(Given records)

****************

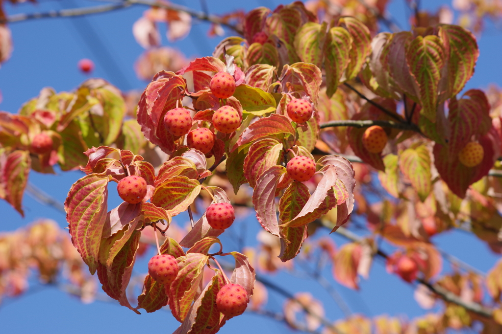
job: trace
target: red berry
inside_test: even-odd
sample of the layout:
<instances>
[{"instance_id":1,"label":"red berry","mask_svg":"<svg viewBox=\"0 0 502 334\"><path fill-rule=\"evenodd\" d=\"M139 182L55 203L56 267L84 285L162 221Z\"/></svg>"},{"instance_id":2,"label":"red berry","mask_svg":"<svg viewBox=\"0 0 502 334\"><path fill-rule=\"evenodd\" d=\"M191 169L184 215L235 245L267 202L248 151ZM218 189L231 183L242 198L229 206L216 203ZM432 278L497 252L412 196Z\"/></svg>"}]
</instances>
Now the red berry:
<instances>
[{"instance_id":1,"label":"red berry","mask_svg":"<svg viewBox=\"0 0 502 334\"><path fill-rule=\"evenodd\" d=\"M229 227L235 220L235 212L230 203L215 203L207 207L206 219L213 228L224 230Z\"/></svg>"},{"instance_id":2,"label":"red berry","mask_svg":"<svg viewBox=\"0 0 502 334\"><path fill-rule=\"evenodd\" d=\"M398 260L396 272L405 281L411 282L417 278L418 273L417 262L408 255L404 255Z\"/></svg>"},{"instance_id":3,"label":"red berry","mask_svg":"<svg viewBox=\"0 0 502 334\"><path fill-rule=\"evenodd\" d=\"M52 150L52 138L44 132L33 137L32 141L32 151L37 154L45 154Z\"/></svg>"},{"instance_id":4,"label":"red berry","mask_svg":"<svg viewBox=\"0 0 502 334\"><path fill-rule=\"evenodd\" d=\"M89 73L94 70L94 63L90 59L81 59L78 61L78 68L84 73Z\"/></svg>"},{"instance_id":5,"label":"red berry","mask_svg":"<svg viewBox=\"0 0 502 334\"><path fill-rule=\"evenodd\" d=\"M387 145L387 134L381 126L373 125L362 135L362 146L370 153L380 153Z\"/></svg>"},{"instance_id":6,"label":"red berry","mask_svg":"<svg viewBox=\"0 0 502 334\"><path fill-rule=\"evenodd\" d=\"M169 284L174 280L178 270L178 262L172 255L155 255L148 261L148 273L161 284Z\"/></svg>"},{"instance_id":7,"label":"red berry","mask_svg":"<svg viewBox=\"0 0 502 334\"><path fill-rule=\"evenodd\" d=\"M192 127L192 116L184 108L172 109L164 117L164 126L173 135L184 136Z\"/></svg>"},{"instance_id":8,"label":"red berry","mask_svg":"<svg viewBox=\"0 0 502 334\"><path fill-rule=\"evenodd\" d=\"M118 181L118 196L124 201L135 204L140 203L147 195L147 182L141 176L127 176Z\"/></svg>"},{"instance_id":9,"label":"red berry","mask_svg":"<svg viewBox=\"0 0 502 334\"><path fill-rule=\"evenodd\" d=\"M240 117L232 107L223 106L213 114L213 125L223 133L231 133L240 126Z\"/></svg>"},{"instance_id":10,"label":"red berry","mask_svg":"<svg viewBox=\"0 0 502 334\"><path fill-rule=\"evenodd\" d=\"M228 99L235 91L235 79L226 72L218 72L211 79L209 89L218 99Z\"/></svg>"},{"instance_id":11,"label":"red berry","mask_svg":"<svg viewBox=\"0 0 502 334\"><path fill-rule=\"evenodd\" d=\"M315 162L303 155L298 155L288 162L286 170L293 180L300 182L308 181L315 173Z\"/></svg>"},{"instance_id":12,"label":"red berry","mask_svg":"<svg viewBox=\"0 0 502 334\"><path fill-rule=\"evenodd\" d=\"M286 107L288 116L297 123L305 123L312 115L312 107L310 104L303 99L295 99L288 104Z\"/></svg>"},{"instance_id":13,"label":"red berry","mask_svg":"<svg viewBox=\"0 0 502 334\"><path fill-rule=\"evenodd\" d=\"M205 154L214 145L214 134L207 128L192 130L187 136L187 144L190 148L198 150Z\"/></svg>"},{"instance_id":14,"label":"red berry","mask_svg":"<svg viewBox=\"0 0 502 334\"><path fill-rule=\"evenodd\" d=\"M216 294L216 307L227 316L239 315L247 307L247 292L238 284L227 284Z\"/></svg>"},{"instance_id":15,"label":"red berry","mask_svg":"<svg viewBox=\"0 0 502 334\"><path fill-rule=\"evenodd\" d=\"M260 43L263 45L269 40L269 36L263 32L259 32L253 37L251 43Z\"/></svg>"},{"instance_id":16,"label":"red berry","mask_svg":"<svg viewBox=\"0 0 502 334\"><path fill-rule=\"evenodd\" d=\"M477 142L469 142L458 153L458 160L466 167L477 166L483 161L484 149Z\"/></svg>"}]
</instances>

****************

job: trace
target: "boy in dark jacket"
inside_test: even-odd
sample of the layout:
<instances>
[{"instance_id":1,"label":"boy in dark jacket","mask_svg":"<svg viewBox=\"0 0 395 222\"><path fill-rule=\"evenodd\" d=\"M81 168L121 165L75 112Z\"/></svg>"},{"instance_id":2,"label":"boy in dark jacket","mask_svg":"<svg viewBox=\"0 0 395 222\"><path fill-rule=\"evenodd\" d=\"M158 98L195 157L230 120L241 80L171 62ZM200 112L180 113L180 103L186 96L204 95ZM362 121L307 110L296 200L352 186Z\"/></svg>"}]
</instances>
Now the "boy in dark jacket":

****************

(What you should do)
Report how many lines of the records contain the word "dark", with case counting. Give only the number.

(Task result)
3